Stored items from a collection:
------------------------

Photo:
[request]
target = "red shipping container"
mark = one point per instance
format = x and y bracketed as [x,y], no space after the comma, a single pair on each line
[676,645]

------------------------

INSTRUCTIONS TO FOLLOW - Please print out every record exactly as it is written.

ANSWER TO THIS TASK -
Photo:
[request]
target = "red shipping container"
mark = one point per instance
format = x and y bracketed as [x,y], no space after the comma, a single pair on each line
[676,645]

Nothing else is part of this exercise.